→ Textausschnitt
Leider können sie mir nicht helfen - sie kommen gerade aus Spanien und fahren runter nach Lissabon. Dafür kann ich ihnen ein paar Tipps für ihre nächsten Etappen geben und sie warnen, vor der Hitze in der Serra de Alvelos. Das hört der freundliche Rezeptionist und pflichtet mir bei. Er sagt: "Yesterday was the hottest day in whole Portugal - here in Castelo Branco. 46 Degrees in the shadows."
Wie bitte? Ich glaube, ich höre nicht richtig?!? 46 Grad im Schatten - gestern? Und ich mittendrin? Mir läuft es kalt den Rücken hinunter. Die Belgier gehen auf ihre Zimmer und ich in die Stadt. Besorgungen machen. Schwere Teile meiner Ausrüstung nach Hause schicken.
Zunächst packe ich ein 3,5 Kilogramm schwere Paket, schicke die schwere Mag-Lite, die ich nicht ein einziges mal gebraucht habe, meine schwere Jacke (natürlich auch nicht gebraucht) und meine lange Radlerjacke heim. 34 Euro kostet mich der Spaß, aber dafür wird sich eine erstaunliche Wirkung am Heck erzielen lassen. Was dreieinhalb Kilo weniger ausmachen, vor allem am Berg, werde ich bald spüren können.

→ Gespeicherte Zeilen
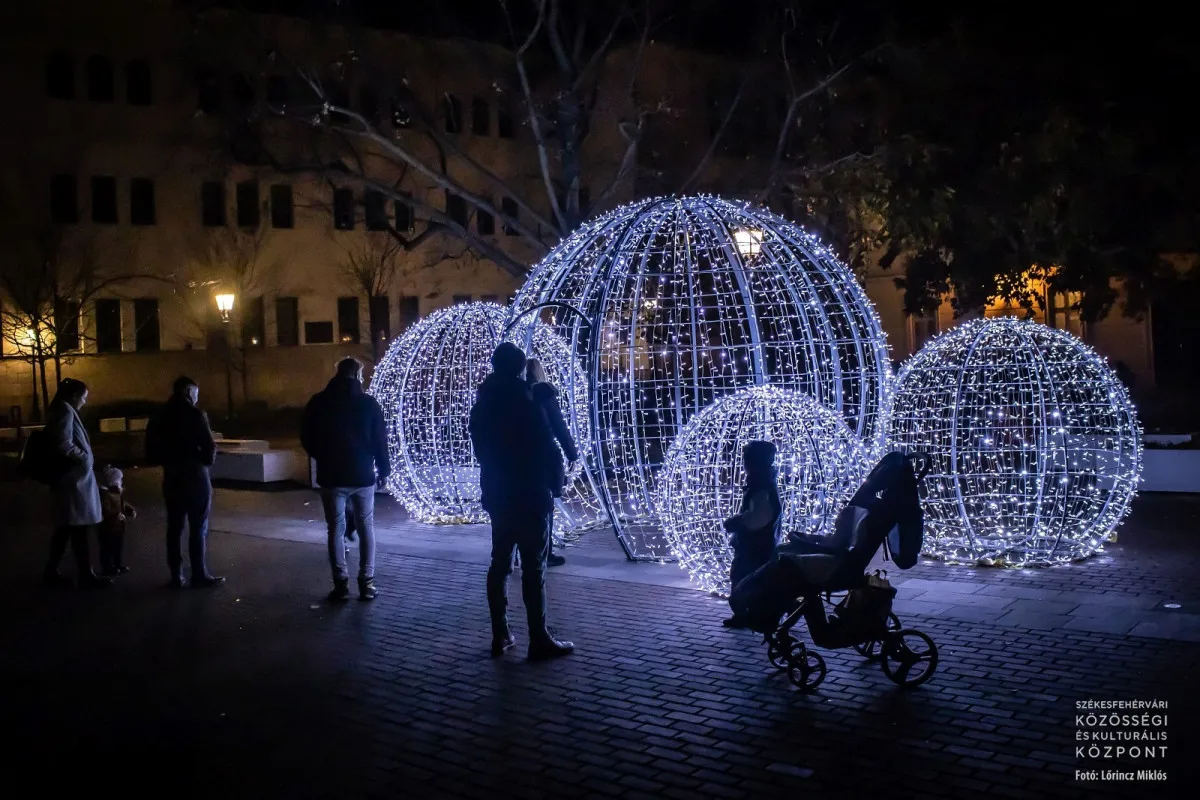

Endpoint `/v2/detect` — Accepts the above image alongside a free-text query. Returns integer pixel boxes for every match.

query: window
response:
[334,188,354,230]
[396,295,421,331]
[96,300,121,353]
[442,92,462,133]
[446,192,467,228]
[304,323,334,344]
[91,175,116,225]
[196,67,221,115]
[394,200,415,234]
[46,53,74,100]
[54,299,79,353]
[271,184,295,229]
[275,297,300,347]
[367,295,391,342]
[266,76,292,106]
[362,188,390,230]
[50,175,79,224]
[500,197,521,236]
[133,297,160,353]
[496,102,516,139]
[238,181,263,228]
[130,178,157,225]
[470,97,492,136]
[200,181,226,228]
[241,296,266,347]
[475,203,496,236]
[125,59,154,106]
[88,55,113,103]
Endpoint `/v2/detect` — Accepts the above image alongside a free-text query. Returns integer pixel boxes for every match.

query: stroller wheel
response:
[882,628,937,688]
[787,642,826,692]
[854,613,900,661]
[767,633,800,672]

...

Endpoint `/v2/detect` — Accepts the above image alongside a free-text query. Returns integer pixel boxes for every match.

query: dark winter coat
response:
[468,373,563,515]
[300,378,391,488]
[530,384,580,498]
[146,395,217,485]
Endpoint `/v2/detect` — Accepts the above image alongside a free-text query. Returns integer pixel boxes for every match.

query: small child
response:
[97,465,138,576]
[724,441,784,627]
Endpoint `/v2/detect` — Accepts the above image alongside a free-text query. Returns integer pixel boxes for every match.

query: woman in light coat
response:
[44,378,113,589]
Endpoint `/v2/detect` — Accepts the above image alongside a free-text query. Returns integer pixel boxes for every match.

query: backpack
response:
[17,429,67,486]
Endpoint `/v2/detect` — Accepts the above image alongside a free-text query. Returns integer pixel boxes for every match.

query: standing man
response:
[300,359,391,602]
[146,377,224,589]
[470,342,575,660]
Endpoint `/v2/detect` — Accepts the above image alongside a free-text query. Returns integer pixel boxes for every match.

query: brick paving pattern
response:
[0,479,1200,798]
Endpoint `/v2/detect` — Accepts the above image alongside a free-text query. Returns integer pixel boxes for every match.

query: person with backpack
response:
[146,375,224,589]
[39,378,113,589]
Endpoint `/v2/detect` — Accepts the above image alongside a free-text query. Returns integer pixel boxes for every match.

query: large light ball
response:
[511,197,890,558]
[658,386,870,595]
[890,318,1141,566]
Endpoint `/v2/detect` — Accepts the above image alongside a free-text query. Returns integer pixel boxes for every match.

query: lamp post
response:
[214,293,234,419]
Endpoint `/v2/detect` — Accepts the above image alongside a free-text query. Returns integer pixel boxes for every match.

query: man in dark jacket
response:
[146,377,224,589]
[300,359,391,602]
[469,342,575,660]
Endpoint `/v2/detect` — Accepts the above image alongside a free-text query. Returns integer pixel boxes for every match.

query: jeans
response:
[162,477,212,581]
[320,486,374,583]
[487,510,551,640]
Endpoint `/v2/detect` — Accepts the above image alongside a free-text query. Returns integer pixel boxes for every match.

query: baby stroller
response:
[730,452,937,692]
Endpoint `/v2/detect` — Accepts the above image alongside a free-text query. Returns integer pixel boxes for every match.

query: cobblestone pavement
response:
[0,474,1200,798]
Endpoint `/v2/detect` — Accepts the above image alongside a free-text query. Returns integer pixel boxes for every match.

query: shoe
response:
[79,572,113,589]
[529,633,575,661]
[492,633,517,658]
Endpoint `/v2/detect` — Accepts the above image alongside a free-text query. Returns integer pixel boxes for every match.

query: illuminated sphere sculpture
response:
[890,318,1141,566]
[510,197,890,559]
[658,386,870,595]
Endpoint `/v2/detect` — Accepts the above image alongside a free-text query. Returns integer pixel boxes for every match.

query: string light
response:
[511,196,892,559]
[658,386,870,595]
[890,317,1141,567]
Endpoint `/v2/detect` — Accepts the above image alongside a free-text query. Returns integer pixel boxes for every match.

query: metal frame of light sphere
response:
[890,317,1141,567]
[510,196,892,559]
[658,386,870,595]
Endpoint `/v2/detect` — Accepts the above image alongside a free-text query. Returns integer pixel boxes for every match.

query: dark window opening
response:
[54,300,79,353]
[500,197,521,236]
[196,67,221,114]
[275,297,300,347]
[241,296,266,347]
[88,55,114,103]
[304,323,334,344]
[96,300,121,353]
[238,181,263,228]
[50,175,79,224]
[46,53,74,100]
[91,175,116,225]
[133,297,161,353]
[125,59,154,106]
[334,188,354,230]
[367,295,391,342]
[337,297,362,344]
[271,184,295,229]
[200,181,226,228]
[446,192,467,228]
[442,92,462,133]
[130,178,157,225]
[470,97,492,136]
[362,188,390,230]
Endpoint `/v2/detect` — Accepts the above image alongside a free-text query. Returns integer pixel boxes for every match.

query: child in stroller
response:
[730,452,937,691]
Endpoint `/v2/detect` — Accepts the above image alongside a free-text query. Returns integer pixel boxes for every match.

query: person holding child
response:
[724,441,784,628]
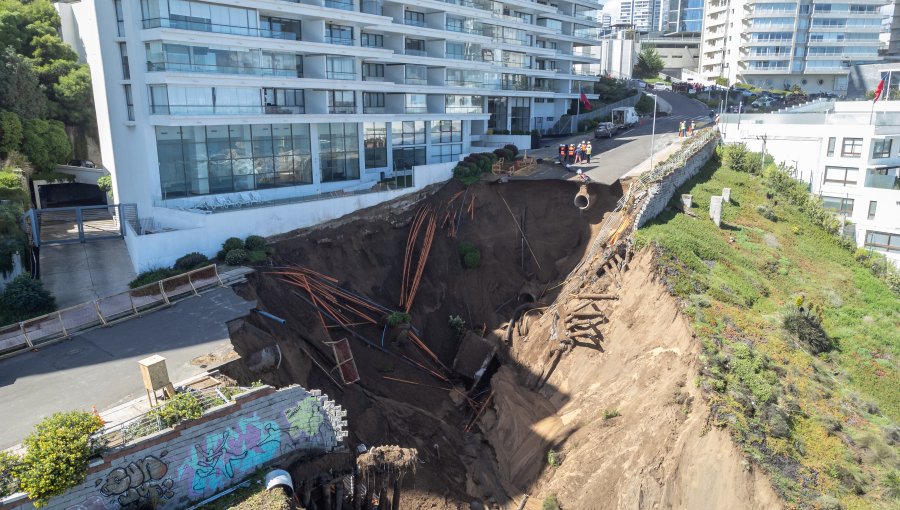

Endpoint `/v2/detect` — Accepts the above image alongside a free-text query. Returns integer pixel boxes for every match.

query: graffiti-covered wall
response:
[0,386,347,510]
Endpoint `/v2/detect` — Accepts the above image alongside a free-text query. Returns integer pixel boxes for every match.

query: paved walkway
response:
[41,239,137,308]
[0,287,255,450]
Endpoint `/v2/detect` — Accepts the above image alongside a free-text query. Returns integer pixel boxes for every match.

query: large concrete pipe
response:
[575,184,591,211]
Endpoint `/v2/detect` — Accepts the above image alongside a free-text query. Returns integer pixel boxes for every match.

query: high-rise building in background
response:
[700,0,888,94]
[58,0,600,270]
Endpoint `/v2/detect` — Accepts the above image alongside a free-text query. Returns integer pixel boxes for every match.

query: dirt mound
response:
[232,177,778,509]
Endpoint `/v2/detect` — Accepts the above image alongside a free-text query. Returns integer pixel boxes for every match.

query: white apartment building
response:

→ Aufgaben und Übungen
[1] Erkläre in ein bis drei Sätzen, warum im Textausschnitt über die Radreise die Mag-Lite und die schwere Jacke nach Hause geschickt werden, so wie der Text es selbst begründet.
[2] Liste alle Zeilen auf, in denen das Wort "window" vorkommt.
Der Textausschnitt und die Zeilen stehen in keinem Zusammenhang miteinander.

→ Gelöste Aufgaben
[1] Beide Teile sind schwer und wurden auf der Reise kein einziges Mal gebraucht. Durch das 3,5 Kilogramm schwere Paket wird das Heck leichter, was sich vor allem am Berg bemerkbar machen soll.

[2]
query: window
query: dark window opening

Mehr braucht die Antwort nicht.